* **TUGAS**
Tulis ulang seluruh materi di bawah ini dengan mengubah "brown leaves" menjadi "yellow leaves" tanpa mengubah bagian lain. Jangan sertakan gambar dalam jawaban.
---------- DAFTAR MATERI ----------
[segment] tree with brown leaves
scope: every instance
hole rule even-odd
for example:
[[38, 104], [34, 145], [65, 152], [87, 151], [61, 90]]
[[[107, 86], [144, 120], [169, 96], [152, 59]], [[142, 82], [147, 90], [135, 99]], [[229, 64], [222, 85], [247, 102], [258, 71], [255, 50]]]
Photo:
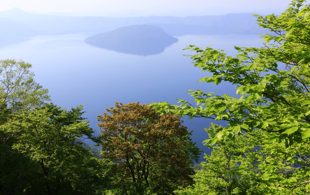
----------
* **SOLUSI LENGKAP**
[segment] tree with yellow leaves
scope: every instance
hole rule even-odd
for example:
[[38, 104], [34, 145], [65, 152], [87, 151], [61, 90]]
[[[107, 86], [144, 120], [169, 96], [152, 59]], [[142, 82], [147, 90], [135, 99]], [[229, 64], [222, 85], [247, 102], [258, 71], [255, 50]]]
Photo:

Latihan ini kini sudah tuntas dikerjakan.